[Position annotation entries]
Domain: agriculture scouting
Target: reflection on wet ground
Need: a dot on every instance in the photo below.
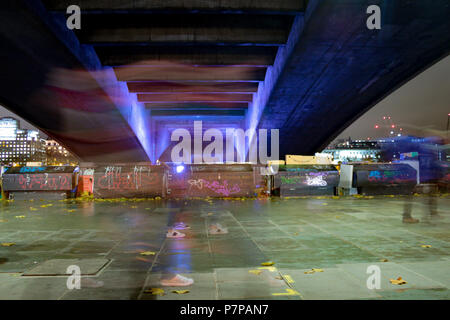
(122, 249)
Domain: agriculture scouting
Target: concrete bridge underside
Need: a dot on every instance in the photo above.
(113, 90)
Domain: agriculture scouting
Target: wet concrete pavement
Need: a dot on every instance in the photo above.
(122, 247)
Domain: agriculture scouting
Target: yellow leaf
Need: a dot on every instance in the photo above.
(180, 291)
(148, 253)
(289, 292)
(313, 270)
(398, 281)
(257, 272)
(7, 244)
(155, 291)
(288, 278)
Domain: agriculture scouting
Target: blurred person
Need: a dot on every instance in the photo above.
(430, 175)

:: Work instructions ::
Rewrite every entry above with "agriculture scouting" changed to "field inspection" and all other text kept the same. Omit the pictures from your answer.

:: Task output ::
Domain: field inspection
Target: reflection on wet ground
Need: a dot on every instance in the photo below.
(122, 249)
Domain: field inspection
Target: concrete bridge underside
Need: a dot on every instance in the photo above.
(113, 90)
Domain: field inspection
Target: wet concrete pavement
Need: a dot on every instance in the photo above.
(122, 247)
Domain: field inspection
Target: yellow leaf
Need: a dot on every instance in the photo above.
(180, 291)
(148, 253)
(289, 292)
(313, 270)
(398, 281)
(257, 272)
(7, 244)
(155, 291)
(288, 278)
Domain: field inspection
Target: blurred person
Need: a dot on every instance in the photo above.
(430, 175)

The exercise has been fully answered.